#### Task to complete:
Reproduce the records below in full and exactly, without their images.

[Data listing]

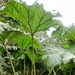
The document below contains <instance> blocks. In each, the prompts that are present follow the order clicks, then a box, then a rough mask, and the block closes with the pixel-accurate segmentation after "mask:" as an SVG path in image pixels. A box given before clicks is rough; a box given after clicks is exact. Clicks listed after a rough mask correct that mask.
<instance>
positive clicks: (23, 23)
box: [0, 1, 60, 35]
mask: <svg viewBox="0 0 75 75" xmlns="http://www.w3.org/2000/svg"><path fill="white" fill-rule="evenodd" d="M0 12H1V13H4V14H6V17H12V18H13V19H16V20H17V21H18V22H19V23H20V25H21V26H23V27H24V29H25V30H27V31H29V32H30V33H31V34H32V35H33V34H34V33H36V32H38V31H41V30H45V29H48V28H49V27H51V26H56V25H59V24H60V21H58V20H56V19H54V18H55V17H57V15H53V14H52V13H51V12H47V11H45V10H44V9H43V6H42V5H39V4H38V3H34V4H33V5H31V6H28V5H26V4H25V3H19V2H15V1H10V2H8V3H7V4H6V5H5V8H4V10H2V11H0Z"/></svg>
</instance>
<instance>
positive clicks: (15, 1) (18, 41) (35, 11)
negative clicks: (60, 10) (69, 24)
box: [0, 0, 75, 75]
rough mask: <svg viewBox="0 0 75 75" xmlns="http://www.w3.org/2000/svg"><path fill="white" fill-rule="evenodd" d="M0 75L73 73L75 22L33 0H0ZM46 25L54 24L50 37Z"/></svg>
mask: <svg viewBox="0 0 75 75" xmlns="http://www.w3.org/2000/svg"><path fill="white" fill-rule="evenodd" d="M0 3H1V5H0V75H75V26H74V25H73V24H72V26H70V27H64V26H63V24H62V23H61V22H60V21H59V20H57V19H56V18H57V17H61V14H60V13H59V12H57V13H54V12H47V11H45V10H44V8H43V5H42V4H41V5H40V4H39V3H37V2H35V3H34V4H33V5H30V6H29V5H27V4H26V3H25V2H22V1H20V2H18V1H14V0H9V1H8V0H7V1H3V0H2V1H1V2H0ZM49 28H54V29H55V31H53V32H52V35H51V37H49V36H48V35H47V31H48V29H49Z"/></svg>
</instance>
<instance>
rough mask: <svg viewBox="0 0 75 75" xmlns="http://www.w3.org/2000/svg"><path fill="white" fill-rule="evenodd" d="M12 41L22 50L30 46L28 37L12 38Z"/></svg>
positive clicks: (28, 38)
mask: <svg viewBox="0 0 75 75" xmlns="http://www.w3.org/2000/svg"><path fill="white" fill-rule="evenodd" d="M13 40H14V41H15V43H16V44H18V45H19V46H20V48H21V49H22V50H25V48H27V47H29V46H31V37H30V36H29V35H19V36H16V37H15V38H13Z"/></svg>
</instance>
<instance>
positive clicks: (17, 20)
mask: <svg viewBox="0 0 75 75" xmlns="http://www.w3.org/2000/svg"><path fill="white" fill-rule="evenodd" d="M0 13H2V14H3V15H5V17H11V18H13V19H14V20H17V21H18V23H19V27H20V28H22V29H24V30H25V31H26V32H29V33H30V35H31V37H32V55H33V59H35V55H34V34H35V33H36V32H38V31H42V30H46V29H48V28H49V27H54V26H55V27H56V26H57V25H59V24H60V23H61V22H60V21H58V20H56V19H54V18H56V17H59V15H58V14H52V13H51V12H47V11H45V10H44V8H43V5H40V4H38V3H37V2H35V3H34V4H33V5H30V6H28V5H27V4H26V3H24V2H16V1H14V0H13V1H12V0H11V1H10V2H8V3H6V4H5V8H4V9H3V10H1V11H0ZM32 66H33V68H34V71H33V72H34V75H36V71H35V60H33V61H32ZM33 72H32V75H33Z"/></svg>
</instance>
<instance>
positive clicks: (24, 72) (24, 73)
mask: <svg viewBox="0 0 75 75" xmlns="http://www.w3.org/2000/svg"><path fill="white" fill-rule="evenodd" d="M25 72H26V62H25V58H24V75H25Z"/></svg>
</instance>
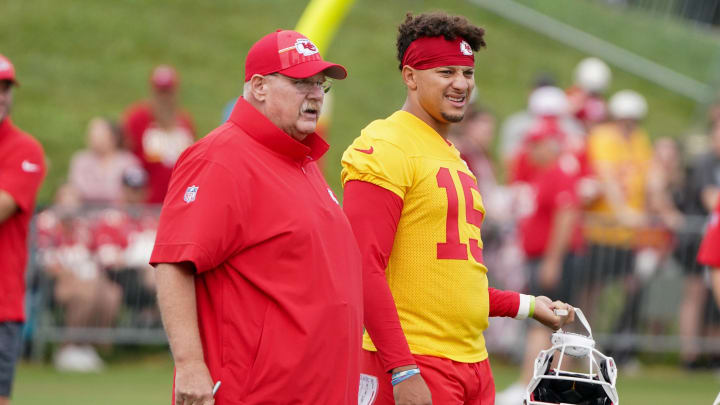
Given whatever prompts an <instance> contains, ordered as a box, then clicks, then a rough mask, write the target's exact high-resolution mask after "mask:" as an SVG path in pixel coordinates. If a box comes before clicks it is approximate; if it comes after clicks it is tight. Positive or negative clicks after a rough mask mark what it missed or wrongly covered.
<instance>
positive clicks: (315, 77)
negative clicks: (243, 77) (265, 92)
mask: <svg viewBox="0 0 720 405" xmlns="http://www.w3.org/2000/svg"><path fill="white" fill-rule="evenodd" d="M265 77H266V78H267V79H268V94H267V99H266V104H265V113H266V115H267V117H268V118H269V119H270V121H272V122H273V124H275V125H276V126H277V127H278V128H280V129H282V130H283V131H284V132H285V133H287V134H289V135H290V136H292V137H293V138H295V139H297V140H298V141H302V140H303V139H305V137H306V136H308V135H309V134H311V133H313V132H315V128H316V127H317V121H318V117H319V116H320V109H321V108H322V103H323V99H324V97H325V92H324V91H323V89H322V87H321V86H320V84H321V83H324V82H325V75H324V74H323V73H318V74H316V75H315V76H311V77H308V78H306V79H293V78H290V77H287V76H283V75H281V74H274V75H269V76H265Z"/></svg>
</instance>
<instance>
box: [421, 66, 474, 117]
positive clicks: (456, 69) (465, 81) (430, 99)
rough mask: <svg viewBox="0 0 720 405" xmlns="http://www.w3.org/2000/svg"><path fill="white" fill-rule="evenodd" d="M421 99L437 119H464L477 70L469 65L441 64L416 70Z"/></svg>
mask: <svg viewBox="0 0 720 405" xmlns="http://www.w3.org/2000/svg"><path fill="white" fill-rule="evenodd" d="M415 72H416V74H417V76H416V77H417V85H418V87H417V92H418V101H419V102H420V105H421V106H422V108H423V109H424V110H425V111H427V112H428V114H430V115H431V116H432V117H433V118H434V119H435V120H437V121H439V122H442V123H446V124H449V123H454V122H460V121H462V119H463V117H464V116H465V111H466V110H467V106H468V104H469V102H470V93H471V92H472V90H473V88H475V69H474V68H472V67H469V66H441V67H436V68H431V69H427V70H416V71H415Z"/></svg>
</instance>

[/Data listing]

#### Response:
The document below contains <instance> blocks. In each, the prompts that are present follow the order clicks, then a box, then a rough mask, and the block closes with the pixel-accurate segmentation after "mask:" as an SVG path in image pixels. A box given before clicks is rough; a box given after clicks is exact. Clicks listed after a rough mask correct that mask.
<instance>
positive clicks: (23, 23)
box: [0, 1, 60, 35]
mask: <svg viewBox="0 0 75 75" xmlns="http://www.w3.org/2000/svg"><path fill="white" fill-rule="evenodd" d="M0 12H1V13H4V14H6V17H12V18H13V19H16V20H17V21H18V22H19V23H20V25H21V26H23V27H24V29H25V30H27V31H29V32H30V33H31V34H32V35H33V34H34V33H36V32H38V31H41V30H45V29H48V28H49V27H51V26H56V25H59V24H60V21H58V20H56V19H54V18H55V17H57V15H53V14H52V13H51V12H47V11H45V10H44V9H43V6H42V5H39V4H38V3H34V4H33V5H31V6H28V5H26V4H25V3H19V2H15V1H10V2H8V3H7V4H6V5H5V8H4V10H2V11H0Z"/></svg>
</instance>
<instance>
positive clicks: (15, 1) (18, 41) (35, 11)
negative clicks: (60, 10) (69, 24)
box: [0, 0, 75, 75]
rough mask: <svg viewBox="0 0 75 75" xmlns="http://www.w3.org/2000/svg"><path fill="white" fill-rule="evenodd" d="M0 75L73 73L75 22L33 0H0ZM46 25L54 24L50 37Z"/></svg>
mask: <svg viewBox="0 0 75 75" xmlns="http://www.w3.org/2000/svg"><path fill="white" fill-rule="evenodd" d="M0 3H1V5H0V75H75V26H74V25H73V24H72V26H70V27H64V26H63V24H62V23H61V22H60V21H59V20H57V19H56V18H57V17H61V14H60V13H59V12H57V13H54V12H47V11H45V10H44V8H43V5H42V4H41V5H40V4H39V3H37V2H35V3H34V4H33V5H30V6H29V5H27V4H26V3H25V2H22V1H20V2H18V1H14V0H9V1H8V0H7V1H3V0H2V1H1V2H0ZM49 28H54V29H55V31H53V32H52V35H51V37H49V36H48V35H47V31H48V29H49Z"/></svg>
</instance>
<instance>
rough mask: <svg viewBox="0 0 75 75" xmlns="http://www.w3.org/2000/svg"><path fill="white" fill-rule="evenodd" d="M12 41L22 50L30 46L28 37L12 38Z"/></svg>
positive clicks: (28, 38)
mask: <svg viewBox="0 0 75 75" xmlns="http://www.w3.org/2000/svg"><path fill="white" fill-rule="evenodd" d="M13 40H14V41H15V43H16V44H18V45H19V46H20V48H21V49H22V50H25V48H27V47H29V46H31V37H30V36H29V35H19V36H16V37H15V38H13Z"/></svg>
</instance>
<instance>
positive clicks: (17, 20)
mask: <svg viewBox="0 0 75 75" xmlns="http://www.w3.org/2000/svg"><path fill="white" fill-rule="evenodd" d="M0 13H2V14H3V15H5V17H11V18H13V19H14V20H17V21H18V23H19V27H20V28H22V29H24V30H25V31H26V32H29V33H30V35H31V37H32V55H33V59H35V55H34V34H35V33H36V32H38V31H42V30H46V29H48V28H49V27H54V26H55V27H56V26H57V25H59V24H60V23H61V22H60V21H58V20H56V19H54V18H56V17H59V15H58V14H52V13H51V12H47V11H45V10H44V8H43V5H40V4H38V3H37V2H35V3H34V4H33V5H30V6H28V5H27V4H26V3H24V2H16V1H14V0H13V1H12V0H11V1H10V2H8V3H6V4H5V8H4V9H3V10H1V11H0ZM32 66H33V68H34V71H33V72H34V75H36V71H35V60H33V61H32ZM33 72H32V75H33Z"/></svg>
</instance>
<instance>
positive clicks: (24, 72) (24, 73)
mask: <svg viewBox="0 0 75 75" xmlns="http://www.w3.org/2000/svg"><path fill="white" fill-rule="evenodd" d="M25 72H26V62H25V58H24V75H25Z"/></svg>
</instance>
Given whatever prompts an <instance> contains, ordered as a box, then clicks, then a rough mask, write the target's exact high-resolution mask after "mask:" as an SVG path in pixel coordinates. If a box comes before clicks it is approximate; if it comes after clicks it is tight. Positive or negative clicks after a rough mask mark what it missed or wrongly covered.
<instance>
positive clicks: (315, 77)
negative clicks: (243, 77) (265, 92)
mask: <svg viewBox="0 0 720 405" xmlns="http://www.w3.org/2000/svg"><path fill="white" fill-rule="evenodd" d="M265 77H266V78H267V79H268V94H267V99H266V104H265V113H266V115H267V117H268V118H269V119H270V121H272V122H273V124H275V125H276V126H277V127H278V128H280V129H282V130H283V131H284V132H285V133H287V134H289V135H290V136H292V137H293V138H295V139H297V140H298V141H302V140H303V139H305V137H306V136H308V135H309V134H311V133H313V132H315V128H316V127H317V121H318V117H319V116H320V109H321V108H322V103H323V99H324V97H325V92H324V91H323V89H322V87H321V86H320V84H321V83H324V82H325V75H324V74H323V73H318V74H316V75H315V76H311V77H308V78H306V79H293V78H290V77H287V76H283V75H281V74H274V75H269V76H265Z"/></svg>
</instance>
<instance>
box: [421, 66, 474, 117]
positive clicks: (456, 69) (465, 81) (430, 99)
rough mask: <svg viewBox="0 0 720 405" xmlns="http://www.w3.org/2000/svg"><path fill="white" fill-rule="evenodd" d="M421 99L437 119H464L477 70L469 65L441 64L416 70Z"/></svg>
mask: <svg viewBox="0 0 720 405" xmlns="http://www.w3.org/2000/svg"><path fill="white" fill-rule="evenodd" d="M415 72H416V74H417V76H416V77H417V85H418V87H417V92H418V101H419V102H420V105H421V106H422V108H423V109H424V110H425V111H427V112H428V114H430V115H431V116H432V117H433V118H434V119H435V120H437V121H439V122H442V123H446V124H449V123H454V122H460V121H462V119H463V117H464V116H465V111H466V110H467V106H468V104H469V102H470V93H471V92H472V90H473V88H475V69H474V68H472V67H469V66H441V67H436V68H431V69H427V70H416V71H415Z"/></svg>
</instance>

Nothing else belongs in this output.